_Things to do:_
1) Using the passage about Laurence below, say whether each statement agrees with it: (a) Laurence served as a bishop in Rome; (b) Valerian ordered the execution of Sixtus; (c) Sixtus told Laurence that he would soon follow him. Answer each with yes or no, and quote the deciding words of the passage.
2) List every group of people that the passage about Laurence below says Valerian and other emperors murdered.

_Page excerpt:_
■ ■ ■ ■
Laurence was a deacon in Rome during the 3rd century. Like so many 3rd century Roman Christians, he faced innumerable pressures from the Roman Empire and the expectations of the imperial mindset. Also like many 3rd century Roman Christians, he faced down death because of refusal to cooperate with the imperial lies and deceptions. In the case of Laurence, it was the persecutions executed by Valerian that would result in his eventual death. Valerian, like other emperors, disenfranchised and exiled powerful Christians in the Senate and murdered priests, deacons, bishops, and powerless Christians. Laurence, indeed, was well accompanied in his death and died a faithful follower along with his other brothers and sisters in the faith.
As a deacon, he was a leader within the early Church and intensely connected with the lives of many other Christians. He helped officiate the services of the early Church and offered hospitality and compassion to countless needy individuals and families. As an officiant and leader in Rome, he was well-acquainted with Pope St. Sixtus II. Valerian had Sixtus seized and ordered his execution. This surely had a significant impact on Laurence. As Sixtus walked to his death and martyrdom, Laurence met him and asked him: " Father, where are you going without your son? Holy priest,where are you hurrying off to without your deacon? You never mounted the altar of sacrifice without your servant, before, and you wish to do it now?" Sixtus looked at his dead friend and took a moment from his own walk to death and glory and remarked to Laurence, "Soon, you will follow me." Sixtus wasn't wrong.
■ ■ ■ ■
_Data excerpt:_
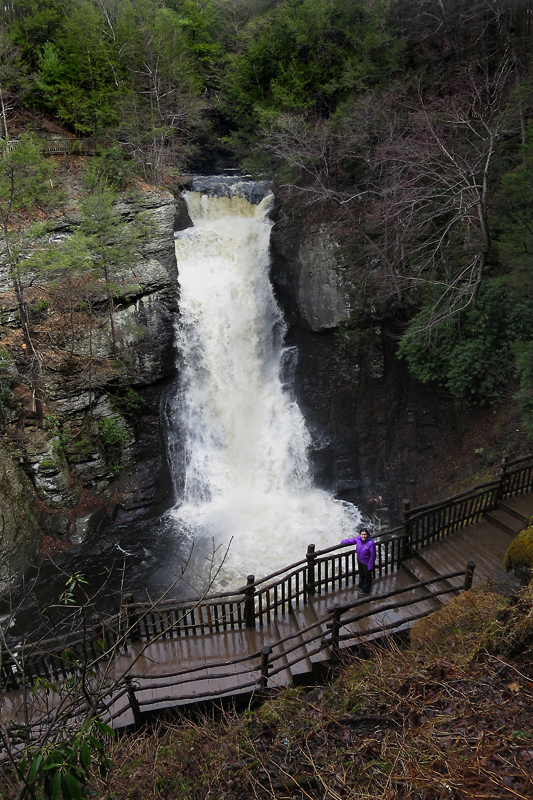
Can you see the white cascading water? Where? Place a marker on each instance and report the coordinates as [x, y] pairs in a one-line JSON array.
■ ■ ■ ■
_Exercise answers:_
1)
(a) No: "Laurence was a deacon in Rome during the 3rd century."
(b) Yes: "Valerian had Sixtus seized and ordered his execution."
(c) Yes: "Soon, you will follow me."

2) priests, deacons, bishops, powerless Christians